- What is needed: Lines from the one containing "Target: gravel ground" through the end of the data are to be returned exactly, and no others.

[Region pointing data]
—————

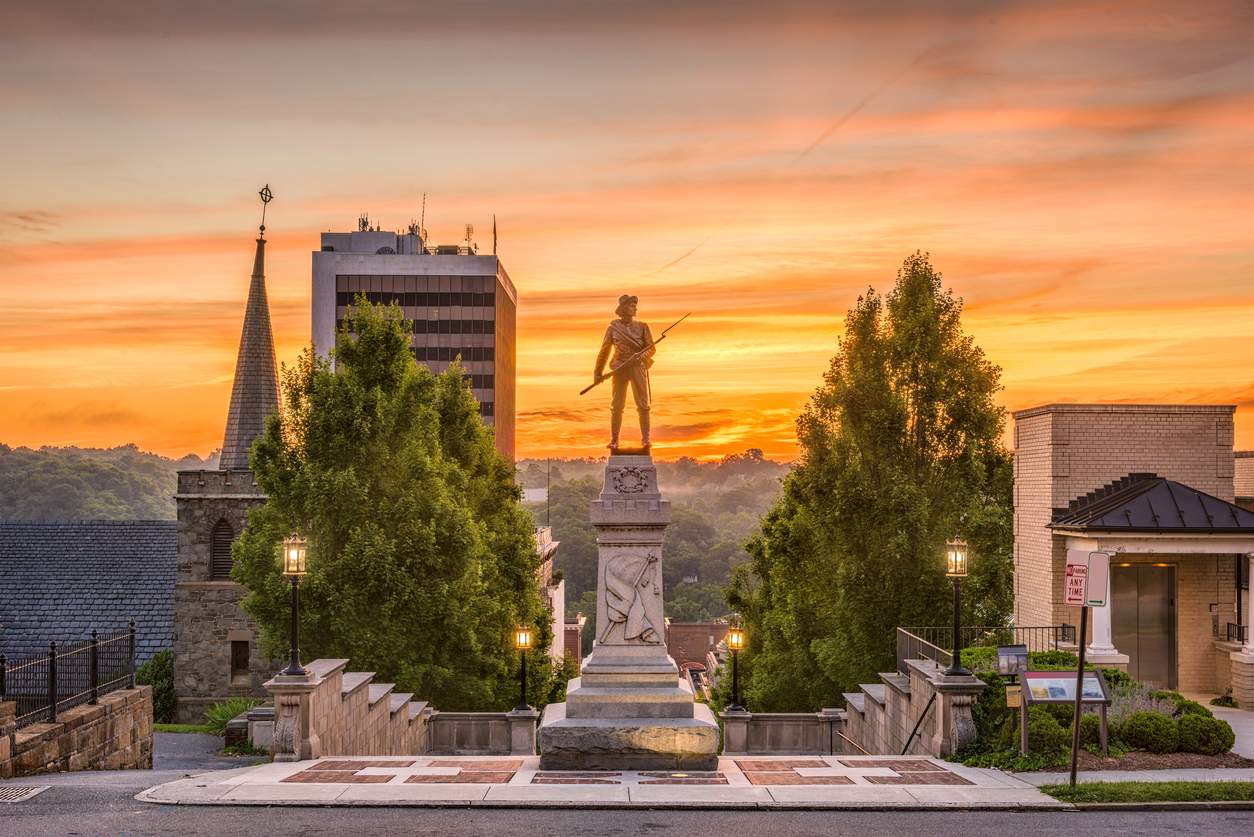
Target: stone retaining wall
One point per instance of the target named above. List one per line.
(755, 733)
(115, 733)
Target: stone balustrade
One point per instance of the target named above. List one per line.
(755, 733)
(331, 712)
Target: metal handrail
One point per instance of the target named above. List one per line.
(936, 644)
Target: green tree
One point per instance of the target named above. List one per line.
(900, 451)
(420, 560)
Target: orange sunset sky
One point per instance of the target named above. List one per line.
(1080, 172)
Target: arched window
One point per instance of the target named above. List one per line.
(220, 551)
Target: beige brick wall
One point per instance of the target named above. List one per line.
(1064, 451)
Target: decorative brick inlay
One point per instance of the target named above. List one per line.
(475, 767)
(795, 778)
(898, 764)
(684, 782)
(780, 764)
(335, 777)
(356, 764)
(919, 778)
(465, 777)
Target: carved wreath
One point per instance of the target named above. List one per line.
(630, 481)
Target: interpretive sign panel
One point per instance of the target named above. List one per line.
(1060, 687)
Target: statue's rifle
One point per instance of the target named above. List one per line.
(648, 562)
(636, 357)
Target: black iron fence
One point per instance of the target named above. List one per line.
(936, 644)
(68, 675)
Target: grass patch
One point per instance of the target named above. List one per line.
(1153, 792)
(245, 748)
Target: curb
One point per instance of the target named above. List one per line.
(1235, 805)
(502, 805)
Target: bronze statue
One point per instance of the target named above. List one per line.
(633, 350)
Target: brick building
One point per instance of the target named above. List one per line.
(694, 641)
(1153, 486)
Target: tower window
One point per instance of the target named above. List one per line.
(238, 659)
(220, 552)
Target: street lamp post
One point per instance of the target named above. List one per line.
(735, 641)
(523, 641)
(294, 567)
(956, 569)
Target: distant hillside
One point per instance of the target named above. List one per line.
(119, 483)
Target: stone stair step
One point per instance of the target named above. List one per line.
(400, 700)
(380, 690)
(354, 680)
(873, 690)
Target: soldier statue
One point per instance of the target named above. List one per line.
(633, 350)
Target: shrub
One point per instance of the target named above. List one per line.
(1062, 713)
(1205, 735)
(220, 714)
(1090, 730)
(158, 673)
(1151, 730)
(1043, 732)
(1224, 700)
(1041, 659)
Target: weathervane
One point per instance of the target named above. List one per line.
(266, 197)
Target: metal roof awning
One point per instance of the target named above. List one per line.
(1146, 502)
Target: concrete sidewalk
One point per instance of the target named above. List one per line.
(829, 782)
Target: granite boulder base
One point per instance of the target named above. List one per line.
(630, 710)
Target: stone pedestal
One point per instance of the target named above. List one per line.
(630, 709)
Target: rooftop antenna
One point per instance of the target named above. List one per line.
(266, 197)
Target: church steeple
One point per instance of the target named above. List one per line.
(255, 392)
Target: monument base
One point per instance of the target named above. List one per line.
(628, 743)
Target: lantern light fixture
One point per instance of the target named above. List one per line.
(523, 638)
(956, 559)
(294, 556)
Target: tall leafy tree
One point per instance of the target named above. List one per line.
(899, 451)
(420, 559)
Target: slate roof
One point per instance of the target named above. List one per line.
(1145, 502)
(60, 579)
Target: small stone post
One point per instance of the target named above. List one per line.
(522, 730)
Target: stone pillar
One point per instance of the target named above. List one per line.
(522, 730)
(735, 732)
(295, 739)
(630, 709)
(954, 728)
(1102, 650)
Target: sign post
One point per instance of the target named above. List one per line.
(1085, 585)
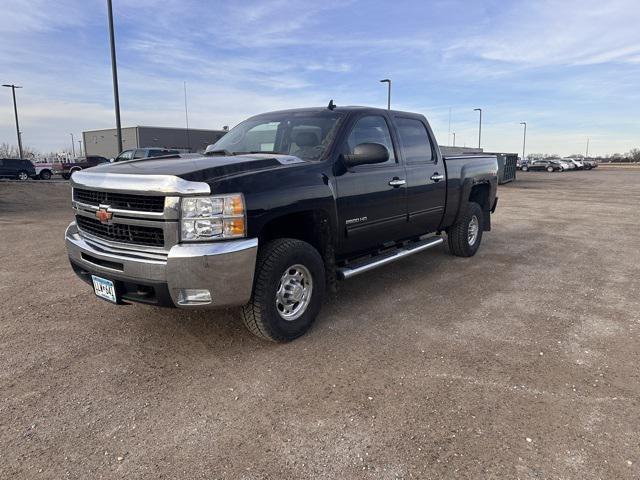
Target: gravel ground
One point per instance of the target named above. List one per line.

—————

- Your solution:
Target: gravel ground
One point per instance of the target named above. List one per line.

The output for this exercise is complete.